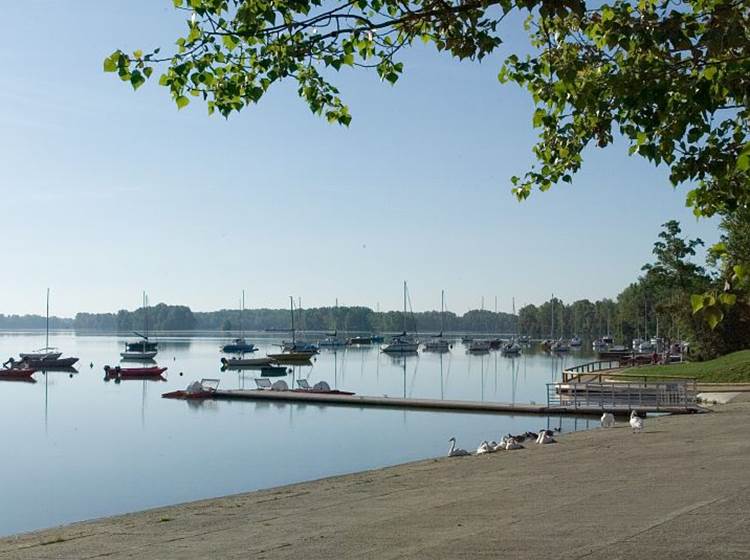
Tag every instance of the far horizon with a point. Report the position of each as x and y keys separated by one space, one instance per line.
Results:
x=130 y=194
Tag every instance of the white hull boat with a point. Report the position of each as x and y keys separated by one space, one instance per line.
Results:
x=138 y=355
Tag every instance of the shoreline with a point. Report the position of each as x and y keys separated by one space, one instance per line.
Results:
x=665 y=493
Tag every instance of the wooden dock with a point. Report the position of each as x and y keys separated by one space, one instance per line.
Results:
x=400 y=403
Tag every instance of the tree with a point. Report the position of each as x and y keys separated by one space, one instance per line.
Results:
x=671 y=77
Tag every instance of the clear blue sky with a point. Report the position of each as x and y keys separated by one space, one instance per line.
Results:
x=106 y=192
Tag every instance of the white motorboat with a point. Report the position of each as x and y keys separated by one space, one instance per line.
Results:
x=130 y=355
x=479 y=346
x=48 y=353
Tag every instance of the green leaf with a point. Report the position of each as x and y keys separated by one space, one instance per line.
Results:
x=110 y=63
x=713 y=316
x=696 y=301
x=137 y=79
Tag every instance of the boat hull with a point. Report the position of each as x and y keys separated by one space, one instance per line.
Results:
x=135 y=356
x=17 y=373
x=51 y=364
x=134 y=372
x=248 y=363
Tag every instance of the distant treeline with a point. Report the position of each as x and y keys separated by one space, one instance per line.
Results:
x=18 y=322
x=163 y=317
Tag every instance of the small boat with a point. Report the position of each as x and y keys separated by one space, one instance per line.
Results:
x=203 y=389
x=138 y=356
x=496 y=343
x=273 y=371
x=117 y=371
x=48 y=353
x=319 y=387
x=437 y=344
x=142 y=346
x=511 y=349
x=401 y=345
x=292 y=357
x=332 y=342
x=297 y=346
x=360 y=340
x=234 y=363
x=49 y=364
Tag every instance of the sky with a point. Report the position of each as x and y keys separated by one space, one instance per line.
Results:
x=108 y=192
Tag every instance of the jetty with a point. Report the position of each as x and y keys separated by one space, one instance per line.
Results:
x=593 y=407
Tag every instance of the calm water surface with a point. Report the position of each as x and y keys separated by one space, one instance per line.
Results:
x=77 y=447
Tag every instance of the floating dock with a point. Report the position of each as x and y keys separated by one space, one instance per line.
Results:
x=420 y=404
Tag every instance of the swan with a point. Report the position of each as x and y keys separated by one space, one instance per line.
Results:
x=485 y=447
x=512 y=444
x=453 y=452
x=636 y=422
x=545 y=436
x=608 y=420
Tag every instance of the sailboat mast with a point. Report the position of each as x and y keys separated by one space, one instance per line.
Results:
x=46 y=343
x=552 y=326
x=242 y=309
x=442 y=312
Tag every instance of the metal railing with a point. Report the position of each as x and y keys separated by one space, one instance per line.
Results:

================================

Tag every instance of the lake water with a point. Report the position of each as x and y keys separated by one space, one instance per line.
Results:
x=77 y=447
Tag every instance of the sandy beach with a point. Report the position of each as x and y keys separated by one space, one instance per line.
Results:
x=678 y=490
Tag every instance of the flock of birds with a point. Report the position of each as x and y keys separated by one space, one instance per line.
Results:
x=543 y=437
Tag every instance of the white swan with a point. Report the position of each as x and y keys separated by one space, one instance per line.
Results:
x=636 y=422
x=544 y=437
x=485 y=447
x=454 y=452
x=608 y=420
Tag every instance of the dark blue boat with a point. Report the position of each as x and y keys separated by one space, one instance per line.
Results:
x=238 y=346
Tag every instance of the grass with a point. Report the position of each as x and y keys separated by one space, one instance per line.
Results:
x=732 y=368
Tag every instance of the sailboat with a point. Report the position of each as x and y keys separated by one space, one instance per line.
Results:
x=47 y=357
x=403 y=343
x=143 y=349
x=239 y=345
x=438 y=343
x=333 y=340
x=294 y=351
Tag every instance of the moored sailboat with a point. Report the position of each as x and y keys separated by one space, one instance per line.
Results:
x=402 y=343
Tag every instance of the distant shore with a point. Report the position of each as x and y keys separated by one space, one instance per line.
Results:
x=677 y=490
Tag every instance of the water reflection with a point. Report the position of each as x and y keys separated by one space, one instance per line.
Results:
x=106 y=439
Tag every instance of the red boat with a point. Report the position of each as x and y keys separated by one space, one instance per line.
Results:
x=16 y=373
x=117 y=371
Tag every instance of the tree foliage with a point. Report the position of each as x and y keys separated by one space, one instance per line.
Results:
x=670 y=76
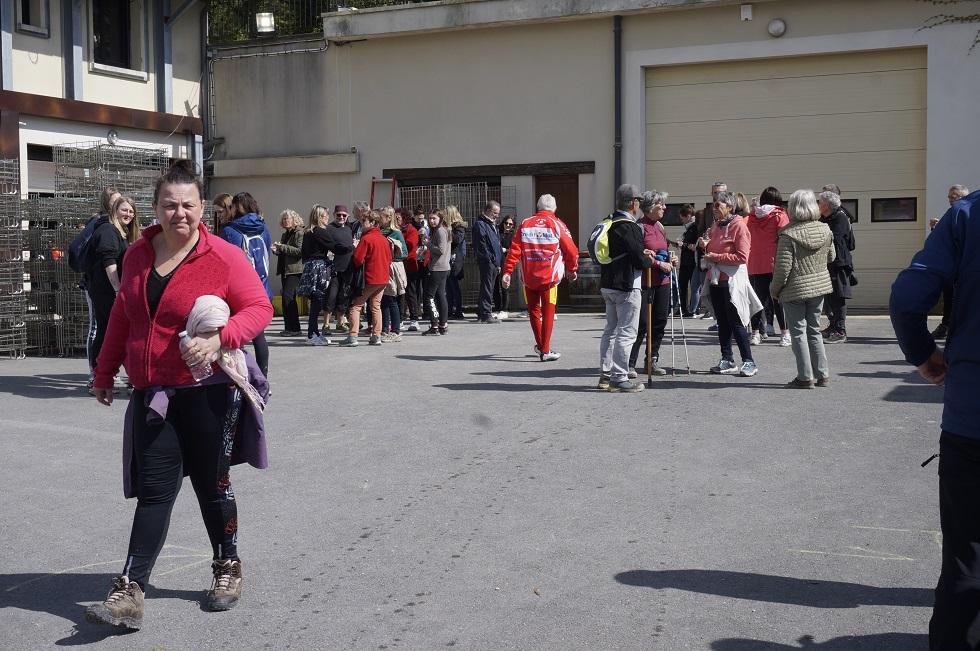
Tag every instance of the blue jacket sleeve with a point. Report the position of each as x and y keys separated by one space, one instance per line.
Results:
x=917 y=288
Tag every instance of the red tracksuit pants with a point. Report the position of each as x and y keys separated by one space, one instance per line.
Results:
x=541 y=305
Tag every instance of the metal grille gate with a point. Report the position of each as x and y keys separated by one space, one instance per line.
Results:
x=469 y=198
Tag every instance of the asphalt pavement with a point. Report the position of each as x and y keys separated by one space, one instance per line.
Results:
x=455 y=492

================================

Problem description: I need each line of the entries that holds the string "water" located and copied.

Reply:
Tag every instance of the calm water surface with a point. Report the position of each as x and y keys separated by one space, one instance per line.
Tag every instance of the lake water with a point. Report the position of each as x and y keys separated by one space, one instance per line.
Tag every instance of the water reflection with a point. Report the position of each as x and y keys separated by one space, one instance per line.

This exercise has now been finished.